**SEITE**

Auf heiklem Terrain
Bemerkungen zur Einstellung des Vertragsverletzungsverfahrens aufgrund des PSPP-Urteils des Bundesverfassungsgerichts
Die Zusage der Bundesregierung gegenüber der Europäischen Kommission, künftige Ultra-Vires-Feststellungen durch das Bundesverfassungsgericht (BVerfG) zu vermeiden, ist verfassungsrechtlich mindestens bedenklich. Nicht nur aus Perspektive der richterlichen Unabhängigkeit handelt es sich hierbei um einen heiklen Vorgang. Auch in Hinblick auf die Unparteilichkeit und Distanz des BVerfG gegenüber den zu kontrollierenden obersten Bundesorganen wirft die Zusage möglicherweise Fragen auf.

**DATENAUSZÜGE**
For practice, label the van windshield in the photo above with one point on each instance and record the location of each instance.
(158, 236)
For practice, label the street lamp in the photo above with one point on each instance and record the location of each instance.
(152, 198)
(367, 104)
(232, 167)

**AUFGABEN**
#1 Wiederhole auf der Seite Wort für Wort alles von „Auf heiklem Terrain“ bis hinunter zu „möglicherweise Fragen auf.“.
#2 Warum gilt die Zusage der Bundesregierung auf der Seite als heikler Vorgang? Antworte in ein bis drei Sätzen.

**LÖSUNGEN**
#1
Auf heiklem Terrain
Bemerkungen zur Einstellung des Vertragsverletzungsverfahrens aufgrund des PSPP-Urteils des Bundesverfassungsgerichts
Die Zusage der Bundesregierung gegenüber der Europäischen Kommission, künftige Ultra-Vires-Feststellungen durch das Bundesverfassungsgericht (BVerfG) zu vermeiden, ist verfassungsrechtlich mindestens bedenklich. Nicht nur aus Perspektive der richterlichen Unabhängigkeit handelt es sich hierbei um einen heiklen Vorgang. Auch in Hinblick auf die Unparteilichkeit und Distanz des BVerfG gegenüber den zu kontrollierenden obersten Bundesorganen wirft die Zusage möglicherweise Fragen auf.

#2 Die Zusage ist aus Sicht der richterlichen Unabhängigkeit heikel. Außerdem wirft sie möglicherweise Fragen zur Unparteilichkeit des Bundesverfassungsgerichts auf. Sie betrifft auch seine Distanz gegenüber den obersten Bundesorganen, die es kontrollieren soll.